» **Work to be completed**:
How many lines in the data below contain the word "white"? Reply with the number alone.

» **Input data**:

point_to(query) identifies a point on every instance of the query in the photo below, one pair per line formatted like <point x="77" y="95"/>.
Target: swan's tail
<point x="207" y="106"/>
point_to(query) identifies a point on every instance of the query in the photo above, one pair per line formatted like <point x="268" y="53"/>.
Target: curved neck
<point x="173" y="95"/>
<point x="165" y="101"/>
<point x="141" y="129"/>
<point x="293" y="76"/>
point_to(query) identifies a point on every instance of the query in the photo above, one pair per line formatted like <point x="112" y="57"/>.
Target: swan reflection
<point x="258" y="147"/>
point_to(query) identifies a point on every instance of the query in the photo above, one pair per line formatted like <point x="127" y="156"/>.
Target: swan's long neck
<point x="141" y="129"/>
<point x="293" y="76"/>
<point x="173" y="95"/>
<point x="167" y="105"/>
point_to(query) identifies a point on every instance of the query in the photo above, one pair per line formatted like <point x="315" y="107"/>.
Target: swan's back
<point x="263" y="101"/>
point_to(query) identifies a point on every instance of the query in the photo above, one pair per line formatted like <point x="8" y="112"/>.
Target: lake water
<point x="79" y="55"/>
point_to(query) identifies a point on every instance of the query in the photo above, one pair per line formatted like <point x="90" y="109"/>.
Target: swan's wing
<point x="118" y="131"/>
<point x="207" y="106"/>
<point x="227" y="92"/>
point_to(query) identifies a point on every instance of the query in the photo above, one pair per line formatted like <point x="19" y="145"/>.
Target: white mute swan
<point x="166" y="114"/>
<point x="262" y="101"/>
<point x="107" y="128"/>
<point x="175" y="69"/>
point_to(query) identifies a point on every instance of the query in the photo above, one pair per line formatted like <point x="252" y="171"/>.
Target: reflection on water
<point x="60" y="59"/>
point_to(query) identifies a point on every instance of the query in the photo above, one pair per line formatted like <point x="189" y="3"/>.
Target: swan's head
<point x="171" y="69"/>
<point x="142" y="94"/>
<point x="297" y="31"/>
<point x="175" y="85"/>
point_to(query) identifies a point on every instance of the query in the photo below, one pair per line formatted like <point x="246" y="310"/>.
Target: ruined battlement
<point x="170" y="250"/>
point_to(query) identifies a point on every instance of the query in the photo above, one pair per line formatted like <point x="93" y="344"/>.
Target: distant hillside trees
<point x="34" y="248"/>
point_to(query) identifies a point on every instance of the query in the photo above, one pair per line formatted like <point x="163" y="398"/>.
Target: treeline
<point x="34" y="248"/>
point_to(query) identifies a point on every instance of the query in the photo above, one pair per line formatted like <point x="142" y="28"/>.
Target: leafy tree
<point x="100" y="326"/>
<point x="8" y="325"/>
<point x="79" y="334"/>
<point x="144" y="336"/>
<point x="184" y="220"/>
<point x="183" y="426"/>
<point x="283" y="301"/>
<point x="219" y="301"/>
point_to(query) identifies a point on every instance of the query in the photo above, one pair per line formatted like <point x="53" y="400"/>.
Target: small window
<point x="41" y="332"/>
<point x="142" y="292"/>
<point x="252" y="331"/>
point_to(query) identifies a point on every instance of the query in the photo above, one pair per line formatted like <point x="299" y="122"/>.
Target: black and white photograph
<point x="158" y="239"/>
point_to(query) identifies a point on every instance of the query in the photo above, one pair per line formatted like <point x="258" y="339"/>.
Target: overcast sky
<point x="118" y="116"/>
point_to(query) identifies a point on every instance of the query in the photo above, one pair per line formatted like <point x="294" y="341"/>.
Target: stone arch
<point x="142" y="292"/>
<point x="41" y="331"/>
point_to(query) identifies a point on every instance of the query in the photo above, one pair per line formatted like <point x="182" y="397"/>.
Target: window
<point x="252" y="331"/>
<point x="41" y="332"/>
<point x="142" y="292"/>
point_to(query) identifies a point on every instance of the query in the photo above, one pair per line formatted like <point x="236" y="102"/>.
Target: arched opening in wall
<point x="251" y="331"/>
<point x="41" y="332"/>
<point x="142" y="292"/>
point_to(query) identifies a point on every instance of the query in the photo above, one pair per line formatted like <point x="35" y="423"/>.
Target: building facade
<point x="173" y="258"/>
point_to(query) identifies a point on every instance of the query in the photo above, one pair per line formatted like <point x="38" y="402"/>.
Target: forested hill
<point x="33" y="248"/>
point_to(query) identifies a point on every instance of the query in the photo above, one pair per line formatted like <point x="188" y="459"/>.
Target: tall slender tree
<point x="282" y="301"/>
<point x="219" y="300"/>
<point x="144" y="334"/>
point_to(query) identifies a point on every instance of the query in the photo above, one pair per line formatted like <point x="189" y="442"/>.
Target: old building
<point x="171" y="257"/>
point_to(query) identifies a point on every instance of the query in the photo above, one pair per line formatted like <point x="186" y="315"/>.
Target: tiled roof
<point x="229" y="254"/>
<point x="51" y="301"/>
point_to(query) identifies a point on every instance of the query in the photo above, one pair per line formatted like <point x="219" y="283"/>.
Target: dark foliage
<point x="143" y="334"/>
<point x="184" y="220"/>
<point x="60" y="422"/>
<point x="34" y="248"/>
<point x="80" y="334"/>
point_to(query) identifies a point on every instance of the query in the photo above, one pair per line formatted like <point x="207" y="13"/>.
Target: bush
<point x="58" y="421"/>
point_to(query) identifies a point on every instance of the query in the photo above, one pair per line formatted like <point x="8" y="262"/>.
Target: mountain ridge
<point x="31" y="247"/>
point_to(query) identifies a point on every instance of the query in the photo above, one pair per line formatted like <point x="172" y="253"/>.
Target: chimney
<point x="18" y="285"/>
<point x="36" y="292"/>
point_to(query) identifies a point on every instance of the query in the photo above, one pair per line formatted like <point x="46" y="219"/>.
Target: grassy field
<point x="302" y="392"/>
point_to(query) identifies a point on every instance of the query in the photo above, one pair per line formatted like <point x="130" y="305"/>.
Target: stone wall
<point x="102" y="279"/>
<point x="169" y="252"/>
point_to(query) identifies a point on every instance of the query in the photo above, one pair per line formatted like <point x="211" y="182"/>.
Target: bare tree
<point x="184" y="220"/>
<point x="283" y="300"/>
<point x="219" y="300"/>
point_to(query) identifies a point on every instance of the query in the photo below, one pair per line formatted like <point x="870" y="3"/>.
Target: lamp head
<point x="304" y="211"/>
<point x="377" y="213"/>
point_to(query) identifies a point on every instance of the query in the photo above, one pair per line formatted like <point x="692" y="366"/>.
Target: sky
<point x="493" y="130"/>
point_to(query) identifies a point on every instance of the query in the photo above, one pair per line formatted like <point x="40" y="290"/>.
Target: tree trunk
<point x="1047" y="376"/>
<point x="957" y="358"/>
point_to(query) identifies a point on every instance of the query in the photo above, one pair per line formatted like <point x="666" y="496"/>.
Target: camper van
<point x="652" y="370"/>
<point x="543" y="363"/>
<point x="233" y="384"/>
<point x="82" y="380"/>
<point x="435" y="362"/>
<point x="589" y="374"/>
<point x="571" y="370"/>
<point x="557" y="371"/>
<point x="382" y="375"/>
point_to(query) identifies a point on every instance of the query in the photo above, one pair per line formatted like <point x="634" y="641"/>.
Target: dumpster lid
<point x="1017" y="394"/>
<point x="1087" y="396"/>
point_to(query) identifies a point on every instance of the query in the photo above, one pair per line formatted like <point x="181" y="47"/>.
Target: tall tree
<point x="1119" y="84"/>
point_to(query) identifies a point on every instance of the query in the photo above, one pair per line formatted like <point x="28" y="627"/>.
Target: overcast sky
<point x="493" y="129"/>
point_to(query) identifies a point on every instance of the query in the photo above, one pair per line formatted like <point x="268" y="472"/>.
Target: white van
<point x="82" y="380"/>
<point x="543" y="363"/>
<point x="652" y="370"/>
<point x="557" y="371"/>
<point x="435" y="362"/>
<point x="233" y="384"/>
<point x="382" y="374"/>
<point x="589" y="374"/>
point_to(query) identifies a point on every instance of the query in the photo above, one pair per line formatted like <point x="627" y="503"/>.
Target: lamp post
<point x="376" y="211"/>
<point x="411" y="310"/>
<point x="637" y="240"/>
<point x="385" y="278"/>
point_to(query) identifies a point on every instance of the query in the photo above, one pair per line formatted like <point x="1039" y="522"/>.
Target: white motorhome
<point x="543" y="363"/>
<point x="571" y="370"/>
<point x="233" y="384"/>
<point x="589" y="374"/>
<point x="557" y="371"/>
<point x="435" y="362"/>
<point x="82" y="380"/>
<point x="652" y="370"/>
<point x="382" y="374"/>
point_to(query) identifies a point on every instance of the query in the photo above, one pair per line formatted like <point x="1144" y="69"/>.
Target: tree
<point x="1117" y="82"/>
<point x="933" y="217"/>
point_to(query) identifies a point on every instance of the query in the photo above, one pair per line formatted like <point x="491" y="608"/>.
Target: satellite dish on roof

» **Answer to this exercise**:
4